══ Source extract ══
Donnelly was a noted linguist, preacher, historian and musician, and the author of a number of books, such as Short histories of the parishes of the Dublin diocese, as well as pamphlets and translations, such as a translation of Haberl's Magister Choralis. He contributed also to the Catholic Encyclopedia with an article on the Archdiocese of Dublin.

Donnelly had a keen interest in liturgical music and was a member of the Royal Irish Academy of Music, he was also a member of various societies such as the Royal Dublin Society, the Royal Irish Academy, the Royal Society of Antiquaries of Ireland, the Royal Societies Club (London) and the Dante Society of Ireland.

In 1882, on the death of his half sister Mary Boland (née Donnelly), he became guardian of her seven children, five girls and two boys, Patrick and John Pius Boland (who won two olympic medals in 1896 and became an MP for South Kerry). Donnelly raised them as his own, with the assistance of a cousin, Adda Dillon. He was executor of her and her husband Patrick Boland's estate, which included the Boland's Bakery business, which he floated in 1888. Boland's was the largest bakery in Dublin in the late 19th century.

During the Royal visit of Queen Victoria to Ireland in 1900, Donnelly was present at a number of the events during her stay.

He died at his home in Dublin on 29 March 1920.
═══
══ Dataset excerpts ══
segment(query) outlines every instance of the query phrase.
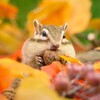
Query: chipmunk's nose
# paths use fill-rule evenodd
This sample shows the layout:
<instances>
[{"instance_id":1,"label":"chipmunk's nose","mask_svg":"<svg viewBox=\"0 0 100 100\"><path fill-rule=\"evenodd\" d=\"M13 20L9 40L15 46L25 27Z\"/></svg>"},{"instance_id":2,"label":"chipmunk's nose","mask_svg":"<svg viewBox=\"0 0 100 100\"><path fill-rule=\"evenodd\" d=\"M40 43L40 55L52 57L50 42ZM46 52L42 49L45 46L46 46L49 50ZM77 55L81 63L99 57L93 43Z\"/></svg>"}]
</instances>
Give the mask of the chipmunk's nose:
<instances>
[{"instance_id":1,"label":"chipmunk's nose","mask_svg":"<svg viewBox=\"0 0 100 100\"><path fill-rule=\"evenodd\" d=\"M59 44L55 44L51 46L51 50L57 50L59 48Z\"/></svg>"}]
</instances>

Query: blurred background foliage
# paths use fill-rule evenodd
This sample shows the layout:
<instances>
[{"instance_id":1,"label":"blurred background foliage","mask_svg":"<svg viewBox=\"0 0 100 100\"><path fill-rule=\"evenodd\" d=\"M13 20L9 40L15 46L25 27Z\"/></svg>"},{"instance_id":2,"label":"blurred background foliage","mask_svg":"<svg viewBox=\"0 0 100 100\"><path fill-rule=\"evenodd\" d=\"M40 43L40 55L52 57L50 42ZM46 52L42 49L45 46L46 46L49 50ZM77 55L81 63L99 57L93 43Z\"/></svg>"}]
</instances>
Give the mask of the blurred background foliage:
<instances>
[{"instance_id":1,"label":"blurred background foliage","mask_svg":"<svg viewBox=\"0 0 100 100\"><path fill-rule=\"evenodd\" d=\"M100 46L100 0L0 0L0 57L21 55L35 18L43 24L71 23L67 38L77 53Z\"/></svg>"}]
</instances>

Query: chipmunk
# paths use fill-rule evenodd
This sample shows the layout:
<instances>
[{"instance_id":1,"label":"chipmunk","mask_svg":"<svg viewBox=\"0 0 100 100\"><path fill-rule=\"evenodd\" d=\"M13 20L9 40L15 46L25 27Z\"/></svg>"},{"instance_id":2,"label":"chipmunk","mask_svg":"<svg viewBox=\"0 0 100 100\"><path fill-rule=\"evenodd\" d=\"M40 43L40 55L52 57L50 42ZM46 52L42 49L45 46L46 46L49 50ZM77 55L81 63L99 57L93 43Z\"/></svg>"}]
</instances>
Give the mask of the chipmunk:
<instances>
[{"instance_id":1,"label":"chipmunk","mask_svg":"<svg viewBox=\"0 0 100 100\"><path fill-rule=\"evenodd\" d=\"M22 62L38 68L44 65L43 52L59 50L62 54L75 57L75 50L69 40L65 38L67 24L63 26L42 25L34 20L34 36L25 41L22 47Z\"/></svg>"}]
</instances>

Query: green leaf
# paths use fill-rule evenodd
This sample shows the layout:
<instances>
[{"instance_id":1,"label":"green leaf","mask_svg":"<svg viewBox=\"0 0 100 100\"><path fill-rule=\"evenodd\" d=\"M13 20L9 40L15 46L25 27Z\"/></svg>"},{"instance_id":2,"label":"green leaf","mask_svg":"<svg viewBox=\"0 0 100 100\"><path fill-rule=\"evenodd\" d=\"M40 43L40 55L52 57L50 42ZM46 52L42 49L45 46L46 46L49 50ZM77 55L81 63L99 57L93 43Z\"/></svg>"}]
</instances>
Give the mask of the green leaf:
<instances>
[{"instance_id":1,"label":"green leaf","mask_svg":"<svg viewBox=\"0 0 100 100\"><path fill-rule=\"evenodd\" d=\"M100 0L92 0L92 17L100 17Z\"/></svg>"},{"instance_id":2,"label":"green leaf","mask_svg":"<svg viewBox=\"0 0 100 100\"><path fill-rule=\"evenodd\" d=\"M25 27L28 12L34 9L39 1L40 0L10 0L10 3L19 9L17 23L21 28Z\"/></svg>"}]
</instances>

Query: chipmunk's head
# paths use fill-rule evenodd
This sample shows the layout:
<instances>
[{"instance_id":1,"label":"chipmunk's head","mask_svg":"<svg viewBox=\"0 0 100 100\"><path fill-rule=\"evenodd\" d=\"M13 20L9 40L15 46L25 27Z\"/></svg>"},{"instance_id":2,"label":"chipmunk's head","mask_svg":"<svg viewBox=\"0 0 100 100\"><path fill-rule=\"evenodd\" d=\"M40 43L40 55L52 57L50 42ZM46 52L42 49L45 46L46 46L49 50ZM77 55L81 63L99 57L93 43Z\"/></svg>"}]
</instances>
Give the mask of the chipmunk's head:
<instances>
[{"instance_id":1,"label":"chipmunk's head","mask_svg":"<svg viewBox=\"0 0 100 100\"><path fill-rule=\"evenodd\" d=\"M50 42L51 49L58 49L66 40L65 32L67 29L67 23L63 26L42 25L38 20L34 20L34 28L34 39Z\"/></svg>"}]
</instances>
═══
Instructions:
A – Extract from the passage on Donnelly the words starting with "In 1882, on" and going on through "late 19th century.".
B – For each statement, answer yes or no depending on whether the passage on Donnelly agrees with it, and quote the words that decide it: (i) Donnelly became guardian of his half sister's seven children in 1882. (ii) Donnelly floated the Boland's Bakery business in 1896. (iii) Donnelly died in London.
Rely only on the passage on Donnelly.

Solutions below:
A –
In 1882, on the death of his half sister Mary Boland (née Donnelly), he became guardian of her seven children, five girls and two boys, Patrick and John Pius Boland (who won two olympic medals in 1896 and became an MP for South Kerry). Donnelly raised them as his own, with the assistance of a cousin, Adda Dillon. He was executor of her and her husband Patrick Boland's estate, which included the Boland's Bakery business, which he floated in 1888. Boland's was the largest bakery in Dublin in the late 19th century.

B –
(i) Yes: "In 1882, on the death of his half sister Mary Boland (née Donnelly), he became guardian of her seven children"
(ii) No: "which he floated in 1888"
(iii) No: "He died at his home in Dublin on 29 March 1920."